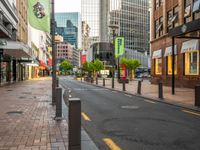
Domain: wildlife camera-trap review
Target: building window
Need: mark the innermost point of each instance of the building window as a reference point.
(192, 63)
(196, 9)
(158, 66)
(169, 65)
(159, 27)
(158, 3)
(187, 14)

━━━━

EXERCISE
Reproduce the entries above without change, omitting all pictures.

TASK ANSWER
Domain: wildlife camera-trap review
Target: building window
Need: mark the innermost point of each instance of the building window as a reference point.
(192, 63)
(196, 9)
(158, 66)
(169, 65)
(159, 27)
(158, 3)
(187, 14)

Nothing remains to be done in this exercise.